- DOCUMENT SECTION
-- start --

Grant Terry Hall (born 29 October 1991) is an English professional footballer who plays as a central defender for Championship club Rotherham United, on loan from fellow Championship club Middlesbrough. He has previously played for Queens Park Rangers,   Brighton & Hove Albion, Swindon Town, Birmingham City and Tottenham Hotspur.

Club career

Brighton & Hove Albion
On 6 October 2009, Hall transferred to Brighton & Hove Albion after a successful trial period from non-League side Lewes. Hall had previously been involved with Brighton's centre of excellence but missed out on a youth scholarship at 16 and was released.

On 26 December 2011, Hall was named as a substitute for Brighton's 3–0 defeat away to Reading, and was subsequently named once again as a substitute during the 2–0 defeat to Coventry City five days later. Hall made his first senior appearance for Brighton during the 3–0 victory over Southampton at the Falmer Stadium on 2 January 2012, coming on as a 53rd-minute substitute replacing Mauricio Taricco. Hall made his first start for the first team against Wrexham on 7 January 2012 in the FA Cup third round.

Tottenham Hotspur
During May 2012, Hall was offered a new three-year contract amid interest from Premier League side Tottenham Hotspur. He rejected the offer, and signed for Tottenham Hotspur. The defender made his debut during a pre-season friendly against Kingstonian.

Loan spells
During July 2013, Hall and fellow Tottenham teammate Massimo Luongo joined League One side Swindon Town on a season-long loan deal.

Hall signed for Football League Championship club Birmingham City on loan for the 2014–15 season. He made his debut in the starting eleven for the opening-day defeat at Middlesbrough, and formed a partnership with David Edgar at the start of the season. However, the return of captain Paul Robinson to the starting eleven and the arrival of Michael Morrison pushed Hall down the pecking order, he played his last game for the club on 25 October, and his loan was terminated at the beginning of the January 2015 transfer window.

He spent the second half of the season at Blackpool, also of the Championship.

-- end --

- DATASET EXTRACT
-- start --

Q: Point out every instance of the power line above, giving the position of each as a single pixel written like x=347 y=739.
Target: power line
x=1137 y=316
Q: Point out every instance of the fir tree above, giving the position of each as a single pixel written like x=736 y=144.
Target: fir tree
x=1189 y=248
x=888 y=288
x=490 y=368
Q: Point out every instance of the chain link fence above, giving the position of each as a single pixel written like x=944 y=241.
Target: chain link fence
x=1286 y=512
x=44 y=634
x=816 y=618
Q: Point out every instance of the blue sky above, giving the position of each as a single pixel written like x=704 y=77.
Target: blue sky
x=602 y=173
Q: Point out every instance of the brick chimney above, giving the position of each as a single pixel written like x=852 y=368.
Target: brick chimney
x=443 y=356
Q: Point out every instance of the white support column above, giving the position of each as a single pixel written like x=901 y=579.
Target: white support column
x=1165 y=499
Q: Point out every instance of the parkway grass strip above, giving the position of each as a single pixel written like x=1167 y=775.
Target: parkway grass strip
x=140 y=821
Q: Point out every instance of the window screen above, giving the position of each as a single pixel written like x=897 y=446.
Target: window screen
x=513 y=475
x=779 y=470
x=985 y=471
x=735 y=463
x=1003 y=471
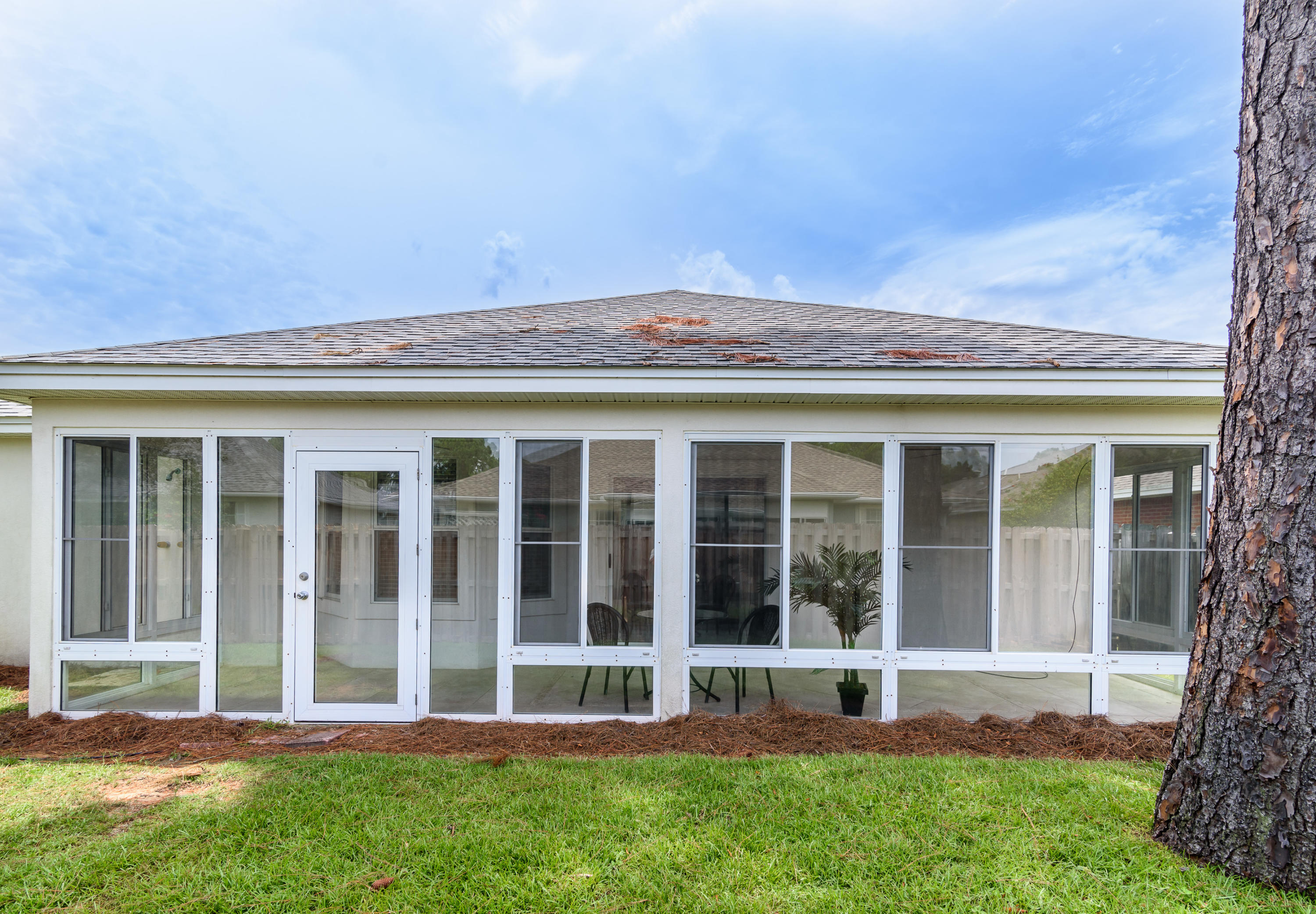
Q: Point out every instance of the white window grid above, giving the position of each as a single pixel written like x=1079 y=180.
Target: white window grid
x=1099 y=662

-- end --

- DIRECTIONS FOR THIS TASK
In the footballer biography above, whom did Hall come on to replace in his first senior appearance for Brighton?

- COMPLETE ANSWER
Mauricio Taricco